▶ [Task to carry out]: Although the entries contain pictures, repeat only their words, exactly as written.

▶ [Given data]:
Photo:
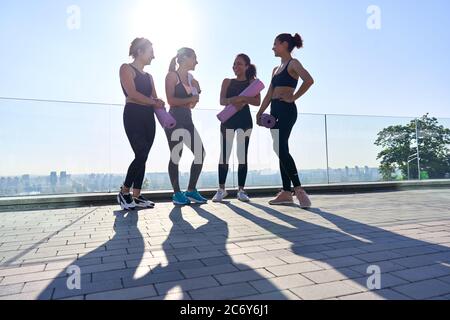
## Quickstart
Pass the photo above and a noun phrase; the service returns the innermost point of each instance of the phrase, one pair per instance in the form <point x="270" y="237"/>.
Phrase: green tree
<point x="399" y="142"/>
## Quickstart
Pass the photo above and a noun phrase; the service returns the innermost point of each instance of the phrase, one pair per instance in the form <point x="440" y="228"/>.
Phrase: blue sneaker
<point x="196" y="197"/>
<point x="180" y="199"/>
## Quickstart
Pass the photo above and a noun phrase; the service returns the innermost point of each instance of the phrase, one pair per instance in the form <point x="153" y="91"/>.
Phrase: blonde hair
<point x="138" y="44"/>
<point x="179" y="58"/>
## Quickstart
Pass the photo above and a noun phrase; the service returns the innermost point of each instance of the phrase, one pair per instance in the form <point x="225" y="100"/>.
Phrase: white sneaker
<point x="242" y="196"/>
<point x="220" y="195"/>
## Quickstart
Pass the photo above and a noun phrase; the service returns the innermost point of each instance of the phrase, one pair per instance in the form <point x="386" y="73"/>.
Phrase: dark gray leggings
<point x="184" y="134"/>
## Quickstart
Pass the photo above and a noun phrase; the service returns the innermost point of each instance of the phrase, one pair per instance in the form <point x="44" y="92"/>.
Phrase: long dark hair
<point x="295" y="41"/>
<point x="181" y="54"/>
<point x="250" y="74"/>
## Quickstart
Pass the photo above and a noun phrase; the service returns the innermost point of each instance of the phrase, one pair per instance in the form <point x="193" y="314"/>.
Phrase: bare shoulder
<point x="296" y="64"/>
<point x="226" y="82"/>
<point x="171" y="76"/>
<point x="126" y="68"/>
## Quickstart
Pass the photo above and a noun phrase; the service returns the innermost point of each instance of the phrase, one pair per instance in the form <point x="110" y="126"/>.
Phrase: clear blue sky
<point x="400" y="70"/>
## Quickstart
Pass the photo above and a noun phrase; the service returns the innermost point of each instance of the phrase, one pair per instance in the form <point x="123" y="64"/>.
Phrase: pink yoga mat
<point x="166" y="120"/>
<point x="252" y="90"/>
<point x="268" y="121"/>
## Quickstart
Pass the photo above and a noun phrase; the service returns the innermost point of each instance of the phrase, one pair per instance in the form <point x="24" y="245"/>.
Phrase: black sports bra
<point x="142" y="82"/>
<point x="284" y="79"/>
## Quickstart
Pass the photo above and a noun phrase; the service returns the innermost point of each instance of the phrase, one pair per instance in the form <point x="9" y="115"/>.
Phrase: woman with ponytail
<point x="183" y="95"/>
<point x="139" y="120"/>
<point x="241" y="123"/>
<point x="282" y="96"/>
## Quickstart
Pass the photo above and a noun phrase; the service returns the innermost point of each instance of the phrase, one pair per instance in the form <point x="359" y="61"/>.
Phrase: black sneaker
<point x="142" y="202"/>
<point x="126" y="201"/>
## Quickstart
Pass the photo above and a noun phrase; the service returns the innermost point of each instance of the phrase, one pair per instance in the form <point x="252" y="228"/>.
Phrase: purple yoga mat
<point x="166" y="120"/>
<point x="268" y="121"/>
<point x="252" y="90"/>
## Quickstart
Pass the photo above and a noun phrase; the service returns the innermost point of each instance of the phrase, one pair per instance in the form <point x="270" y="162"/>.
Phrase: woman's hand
<point x="193" y="101"/>
<point x="258" y="118"/>
<point x="158" y="104"/>
<point x="287" y="97"/>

▶ [Task solution]:
Photo:
## Quickstart
Pass the photo above and a noun phrase; the service returns the innermost point of each instance of the phrase, one pair per instance in the form <point x="270" y="237"/>.
Phrase: green tree
<point x="399" y="142"/>
## Quickstart
Pass the photo above and a noun phrase; the service returns the innermost point of each instance of the phrase, one pair per instance in the form <point x="440" y="228"/>.
Phrase: blue sneaker
<point x="196" y="197"/>
<point x="180" y="199"/>
## Quickstart
Pass the photo above and a noun phrase; the service returns the innermost point of each instance of the phrase, one pair per instance in the form <point x="153" y="91"/>.
Phrase: blonde hair
<point x="138" y="44"/>
<point x="179" y="58"/>
## Quickstart
Pass the photo above and a noun phrase; the service returns the innermost point of each instance of the phrase, one pair per instance in the form <point x="225" y="100"/>.
Phrase: white sneaker
<point x="242" y="196"/>
<point x="220" y="195"/>
## Quickstart
Pass the photo above and a noun phrase; the service returns the innermost point of each instance of the phrase, one pair per instance in the form <point x="386" y="73"/>.
Phrase: dark gray leggings
<point x="184" y="134"/>
## Quickstart
Pass the photo above and a noun phrase; the service returns the innermost point of each instance of the phrase, one pair per instance in the form <point x="44" y="92"/>.
Phrase: long dark hair
<point x="295" y="41"/>
<point x="181" y="54"/>
<point x="250" y="74"/>
## Quickstart
Pass the photo above and a noun phrase; the service returns the innermost point of each instance of the phrase, one pair per instance in the form <point x="193" y="314"/>.
Phrase: bare shoulder
<point x="296" y="64"/>
<point x="226" y="82"/>
<point x="171" y="76"/>
<point x="126" y="68"/>
## Quickstart
Pass the photo above and a noun phrase; the service returns the innermost point of each instance of the phrase, one pair per instance in the form <point x="110" y="126"/>.
Phrase: clear blue sky
<point x="400" y="70"/>
## Quickstart
Pass the photo above and a noun phrase; the service returns the innermost point of each instance of the phrase, one pair per instance in the form <point x="123" y="64"/>.
Phrase: pink yoga mat
<point x="166" y="120"/>
<point x="252" y="90"/>
<point x="268" y="121"/>
## Quickstart
Pass the photo above and a noun phrase; the service returns the innermost point of each instance of the phrase, one pair per instance in the form <point x="24" y="245"/>.
Phrase: black sports bra
<point x="142" y="82"/>
<point x="284" y="79"/>
## Quickstart
Pass the photo above and a noun phrase; the service returns the innermost point of each instance of the phrase, one pair per instance in the form <point x="9" y="115"/>.
Phrase: woman with ponytail
<point x="183" y="95"/>
<point x="139" y="120"/>
<point x="241" y="123"/>
<point x="282" y="96"/>
## Quickstart
Pass the photo above and a noun phrase; the service returns the innermost point of each instance of the phrase, one pair per instance in the form <point x="359" y="61"/>.
Phrase: black sneaker
<point x="142" y="202"/>
<point x="126" y="201"/>
## Quickstart
Pass the photo above and a noun phrase; the service returns the innermost point of each instance of the phrase, one pair per instance in the form <point x="252" y="228"/>.
Phrase: purple yoga mat
<point x="166" y="120"/>
<point x="268" y="121"/>
<point x="252" y="90"/>
## Quickstart
Pass the photo above and a noun phrase; the service returns the innermost point of each instance of the phrase, one pair per instance in the form <point x="270" y="162"/>.
Phrase: woman's hand
<point x="193" y="101"/>
<point x="258" y="118"/>
<point x="158" y="104"/>
<point x="287" y="97"/>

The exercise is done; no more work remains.